== REQUEST ==
Write the lines below as a JSON list of strings, with one string for each line and no blank lines. Leave out the pictures.

[start]

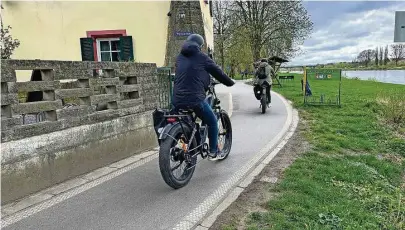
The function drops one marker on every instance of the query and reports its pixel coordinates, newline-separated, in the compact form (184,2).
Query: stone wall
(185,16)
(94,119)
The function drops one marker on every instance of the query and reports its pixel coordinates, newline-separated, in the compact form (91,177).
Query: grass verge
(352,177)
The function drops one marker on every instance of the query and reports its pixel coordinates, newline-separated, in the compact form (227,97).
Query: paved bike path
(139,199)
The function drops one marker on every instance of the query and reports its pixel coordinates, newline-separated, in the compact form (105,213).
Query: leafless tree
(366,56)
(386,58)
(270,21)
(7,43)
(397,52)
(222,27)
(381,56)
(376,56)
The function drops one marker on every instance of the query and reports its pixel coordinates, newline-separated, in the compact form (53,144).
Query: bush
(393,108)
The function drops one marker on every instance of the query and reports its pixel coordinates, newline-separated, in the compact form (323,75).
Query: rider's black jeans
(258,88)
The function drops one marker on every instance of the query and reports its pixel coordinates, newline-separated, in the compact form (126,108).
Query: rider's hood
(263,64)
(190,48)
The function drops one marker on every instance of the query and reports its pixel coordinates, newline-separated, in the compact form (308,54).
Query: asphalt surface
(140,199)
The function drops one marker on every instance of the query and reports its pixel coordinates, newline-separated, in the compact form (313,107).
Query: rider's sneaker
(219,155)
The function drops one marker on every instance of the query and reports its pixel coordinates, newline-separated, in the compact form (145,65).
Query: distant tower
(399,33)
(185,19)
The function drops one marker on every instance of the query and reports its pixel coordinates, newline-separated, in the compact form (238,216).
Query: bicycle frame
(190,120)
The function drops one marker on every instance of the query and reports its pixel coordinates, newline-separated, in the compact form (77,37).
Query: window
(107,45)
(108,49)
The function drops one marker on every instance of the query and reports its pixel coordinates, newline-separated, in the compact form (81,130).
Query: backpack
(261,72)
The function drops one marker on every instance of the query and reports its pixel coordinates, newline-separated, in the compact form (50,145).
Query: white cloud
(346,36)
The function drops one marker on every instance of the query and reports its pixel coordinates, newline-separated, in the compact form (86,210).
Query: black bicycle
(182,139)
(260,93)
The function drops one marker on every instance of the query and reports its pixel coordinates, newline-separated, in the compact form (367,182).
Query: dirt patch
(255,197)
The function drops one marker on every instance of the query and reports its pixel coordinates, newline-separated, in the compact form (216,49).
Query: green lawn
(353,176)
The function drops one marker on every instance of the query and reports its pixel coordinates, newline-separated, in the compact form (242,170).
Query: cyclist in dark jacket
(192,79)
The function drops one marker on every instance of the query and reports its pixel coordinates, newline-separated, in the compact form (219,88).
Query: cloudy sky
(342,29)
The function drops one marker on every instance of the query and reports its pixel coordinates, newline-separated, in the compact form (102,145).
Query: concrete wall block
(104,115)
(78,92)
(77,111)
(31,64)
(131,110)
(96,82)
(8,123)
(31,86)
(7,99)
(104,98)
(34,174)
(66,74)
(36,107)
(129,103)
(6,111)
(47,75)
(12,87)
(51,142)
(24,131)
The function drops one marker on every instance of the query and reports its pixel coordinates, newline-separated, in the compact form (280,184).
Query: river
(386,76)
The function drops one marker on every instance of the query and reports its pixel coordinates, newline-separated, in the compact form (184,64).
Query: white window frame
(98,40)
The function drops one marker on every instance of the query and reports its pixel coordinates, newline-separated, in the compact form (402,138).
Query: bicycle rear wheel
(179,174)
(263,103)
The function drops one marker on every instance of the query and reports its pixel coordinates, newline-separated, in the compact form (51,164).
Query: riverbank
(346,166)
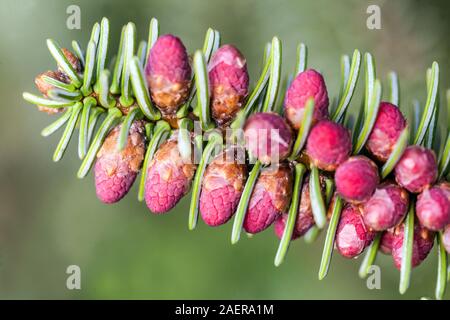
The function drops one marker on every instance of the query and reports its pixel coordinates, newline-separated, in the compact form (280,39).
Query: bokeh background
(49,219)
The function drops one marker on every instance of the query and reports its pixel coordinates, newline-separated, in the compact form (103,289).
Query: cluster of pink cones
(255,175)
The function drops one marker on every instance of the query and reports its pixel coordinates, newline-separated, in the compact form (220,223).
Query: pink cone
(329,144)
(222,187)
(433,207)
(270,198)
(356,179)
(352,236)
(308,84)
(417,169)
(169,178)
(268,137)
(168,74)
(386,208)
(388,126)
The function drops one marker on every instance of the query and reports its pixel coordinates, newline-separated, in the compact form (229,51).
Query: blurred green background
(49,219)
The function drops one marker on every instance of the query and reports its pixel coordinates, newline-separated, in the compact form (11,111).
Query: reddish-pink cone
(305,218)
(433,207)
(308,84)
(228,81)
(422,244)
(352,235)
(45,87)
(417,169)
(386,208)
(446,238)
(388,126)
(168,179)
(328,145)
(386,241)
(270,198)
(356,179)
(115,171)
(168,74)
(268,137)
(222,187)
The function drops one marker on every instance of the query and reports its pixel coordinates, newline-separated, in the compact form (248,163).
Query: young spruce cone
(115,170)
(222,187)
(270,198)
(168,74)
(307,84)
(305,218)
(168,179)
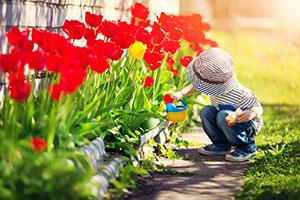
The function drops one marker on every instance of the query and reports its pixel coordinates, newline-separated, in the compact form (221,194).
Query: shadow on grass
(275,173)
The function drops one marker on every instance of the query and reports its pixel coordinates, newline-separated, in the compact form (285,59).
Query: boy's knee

[end]

== FINISHED EXERCISE ==
[
  "The function drops one marker on every instance of the query and reports its pixel coordinates, newline-separated, in the compact form (184,2).",
  "Query: stone wall",
  "(185,16)",
  "(94,119)",
  "The function drops one marker on every instance of the query and reports its pixel coordinates, newline-separated, in the compact form (91,177).",
  "Query: grass verge",
  "(352,177)",
  "The function drops one marker on every instance of the query and reports its pixel coordinates, newline-separated, in the compact form (227,97).",
  "Query: paved bike path",
  "(139,199)",
  "The function drops one marker on every instance of the query and reports its pixel coordinates, newline-separated, in the compact form (105,213).",
  "Query: leafless tree",
  "(366,56)",
  "(386,58)",
  "(270,21)",
  "(7,43)",
  "(397,52)",
  "(222,27)",
  "(381,56)",
  "(376,56)",
  "The function drops one marker on every instance of the query and reports its pixel coordinates, newline-separated, in the compact form (53,144).",
  "Query: bush",
  "(393,108)",
  "The function drops one marker on every instance of the query and reports its pixel coordinates, newline-separated, in the compact form (323,75).",
  "Query: rider's black jeans",
  "(258,88)",
  "The function drops one marker on every instance of the query and reports its pixel coordinates, newline-separated, in the compact form (126,108).",
  "Query: rider's hood",
  "(263,64)",
  "(190,48)",
  "The function drops one marker on every instance of the query and reports its pixel coordinates, newline-separated, in the compact form (308,54).",
  "Query: asphalt surface",
  "(140,199)",
  "The function drops one marker on every instance of the query and reports its pixel coordinates, newline-separated, in the compact form (313,107).",
  "Query: rider's sneaker",
  "(219,155)",
  "The function drops one marker on every instance of the query and reports its pixel coordinates, newline-separated, in the compact form (145,65).",
  "Query: distant tower",
  "(399,33)",
  "(185,19)",
  "The function drops one marker on every instance of the query and reports its pixel coordinates, newline-separated, in the compact form (238,216).",
  "Query: bicycle frame",
  "(190,120)",
  "The function drops one marker on every instance of the query and reports its pixel coordinates, newline-separated, in the compact form (77,37).",
  "Query: window",
  "(107,45)",
  "(108,49)",
  "The function drops one marker on every instance of the query and reports its pixel coordinates, newline-separated, in the compact form (81,130).",
  "Query: backpack",
  "(261,72)",
  "The function drops one marker on every instance of the query and reports its pixel coordinates, newline-separated, in the compact form (50,145).",
  "Query: white cloud",
  "(346,36)",
  "The function drops one marker on every instance of the query and reports its pixel coordinates, newline-separated, in the compact form (86,210).",
  "Query: black bicycle",
  "(182,139)",
  "(260,93)",
  "The function drops one marker on every instance of the query and reports its pixel coordinates, newline-separated, in the compact form (367,182).",
  "Query: dirt patch",
  "(255,197)",
  "The function drops one marker on every instance of the query and reports its pixel coordinates, newline-separated, in the compact form (216,49).",
  "Query: green lawn",
  "(353,176)",
  "The function drops one marker on every instance of the query and reports its pixel coordinates, newline-separated, in the compact form (242,170).",
  "Query: cyclist in dark jacket",
  "(192,79)",
  "The function drops one marker on every instance of the query and reports its pixel coordinates, newline-separated, in the compact form (219,88).",
  "Query: cloudy sky",
  "(342,29)",
  "The function drops one marker on every instance of the query and reports its pixel coordinates, newline-separated, in the compact form (102,145).",
  "Query: concrete wall block",
  "(104,115)",
  "(78,92)",
  "(77,111)",
  "(31,64)",
  "(131,110)",
  "(96,82)",
  "(8,123)",
  "(31,86)",
  "(7,99)",
  "(104,98)",
  "(34,174)",
  "(66,74)",
  "(36,107)",
  "(129,103)",
  "(6,111)",
  "(47,75)",
  "(12,87)",
  "(51,142)",
  "(24,131)",
  "The function drops one marker on every instance of the query and reports its pixel coordinates, newline-separated, in the compact form (280,184).",
  "Query: river",
  "(386,76)",
  "The function drops one marker on every instance of the query and reports its pixel coordinates, newline-separated, in the compact form (184,64).",
  "Query: white window frame",
  "(98,40)",
  "The function drops one marker on every instance of the query and reports its pixel coordinates, newline-separated, in the compact form (402,138).",
  "Query: bicycle rear wheel",
  "(179,174)",
  "(263,103)",
  "The function drops one marker on every instance of the query and reports its pixel coordinates, newline-separated, in the compact form (51,164).",
  "Query: riverbank",
  "(346,166)",
  "The function drops one marker on every instance of the query and reports its pixel coordinates, newline-separated, in the compact form (280,39).",
  "Query: bokeh background",
  "(49,219)",
  "The function drops one marker on every instance of the query and reports its pixel coordinates, newline-separated, in the compact form (103,289).",
  "Query: cluster of pink cones",
  "(255,175)",
  "The function drops one marker on every instance of the query and reports its pixel coordinates, newline-separated, in the compact form (220,223).",
  "Query: pink cone",
  "(329,144)",
  "(222,187)",
  "(433,207)",
  "(270,198)",
  "(356,179)",
  "(352,236)",
  "(308,84)",
  "(417,169)",
  "(169,178)",
  "(268,137)",
  "(168,74)",
  "(386,208)",
  "(388,126)",
  "The function drops one marker on every instance of the query and reports its pixel coordinates, newline-separated, in the compact form (229,51).",
  "Query: blurred green background",
  "(49,219)",
  "The function drops one marker on every instance of the query and reports its pixel coordinates, newline-separated, in the compact form (11,111).",
  "Query: reddish-pink cone",
  "(305,218)",
  "(433,207)",
  "(308,84)",
  "(228,81)",
  "(422,244)",
  "(352,235)",
  "(45,87)",
  "(417,169)",
  "(386,208)",
  "(446,238)",
  "(388,126)",
  "(168,179)",
  "(328,145)",
  "(386,241)",
  "(270,198)",
  "(356,179)",
  "(115,171)",
  "(168,74)",
  "(268,137)",
  "(222,187)",
  "The function drops one marker on every instance of the query and reports its pixel coordinates, newline-separated, in the compact form (248,163).",
  "Query: young spruce cone",
  "(115,170)",
  "(222,187)",
  "(270,198)",
  "(168,74)",
  "(307,84)",
  "(305,218)",
  "(168,179)",
  "The function drops one marker on every instance of the query and reports its pixel coordinates, newline-separated, in the compact form (221,194).",
  "Query: shadow on grass",
  "(275,173)",
  "The function drops one marker on every instance of the query and reports its pixel coordinates, newline-separated, in the compact form (285,59).",
  "Query: boy's knee"
]